[start TEXT SECTION]

Wednesday, January 25, 2012

I'm not a happy camper

I'm not even a camper.

Once upon a time I tried to be a camper.  I camped with my college boyfriend.  I camped with all my Pagan friends on and off for years, thinking I could become one with Mother Earth by sleeping on shitty inflatable mattresses and sitting around a campfire.

I even attended an earth based religion festival for several days with some good friends, and on another occasion I spent the night at a farm/campground dedicated to the treehugger/Goddess worship crowd.

I have never slept through the night when I have gone camping.  Even with prescription drugs to help me.

What I have managed to do is get too cold, bitten by bugs, develop horrible headaches for sleeping on an incline, struggle to function on sleep deprivation, and cry because I wanted to go the fuck home.

I used to feel bad that I wasn't tough or in touch with the earth enough to love camping.

Then I met a friend who declared that for her, roughing it meant no room service.

Although I will not concede to that just yet, I do find that a good night's sleep is a sacred thing- more sacred than sitting around a fire, listening to a drumming circle all night long, or peeing in the woods or in a cold state park toilet.


Roughing it for me has been staying in hostels in Ireland and the UK with no wifi.

[end TEXT SECTION]

WHAT THE TASK ASKS: Copy out the whole blog post about not liking camping, word for word, before going on to the rows.

[start DATASET EXTRACT]

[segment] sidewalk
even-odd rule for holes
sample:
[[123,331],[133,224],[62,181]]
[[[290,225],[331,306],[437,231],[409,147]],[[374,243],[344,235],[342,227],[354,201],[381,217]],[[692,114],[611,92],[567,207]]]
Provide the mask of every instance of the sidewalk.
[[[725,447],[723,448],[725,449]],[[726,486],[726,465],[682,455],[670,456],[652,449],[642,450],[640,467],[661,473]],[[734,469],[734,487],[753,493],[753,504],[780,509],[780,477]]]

[end DATASET EXTRACT]

FULL SOLUTION:
Wednesday, January 25, 2012

I'm not a happy camper

I'm not even a camper.

Once upon a time I tried to be a camper.  I camped with my college boyfriend.  I camped with all my Pagan friends on and off for years, thinking I could become one with Mother Earth by sleeping on shitty inflatable mattresses and sitting around a campfire.

I even attended an earth based religion festival for several days with some good friends, and on another occasion I spent the night at a farm/campground dedicated to the treehugger/Goddess worship crowd.

I have never slept through the night when I have gone camping.  Even with prescription drugs to help me.

What I have managed to do is get too cold, bitten by bugs, develop horrible headaches for sleeping on an incline, struggle to function on sleep deprivation, and cry because I wanted to go the fuck home.

I used to feel bad that I wasn't tough or in touch with the earth enough to love camping.

Then I met a friend who declared that for her, roughing it meant no room service.

Although I will not concede to that just yet, I do find that a good night's sleep is a sacred thing- more sacred than sitting around a fire, listening to a drumming circle all night long, or peeing in the woods or in a cold state park toilet.


Roughing it for me has been staying in hostels in Ireland and the UK with no wifi.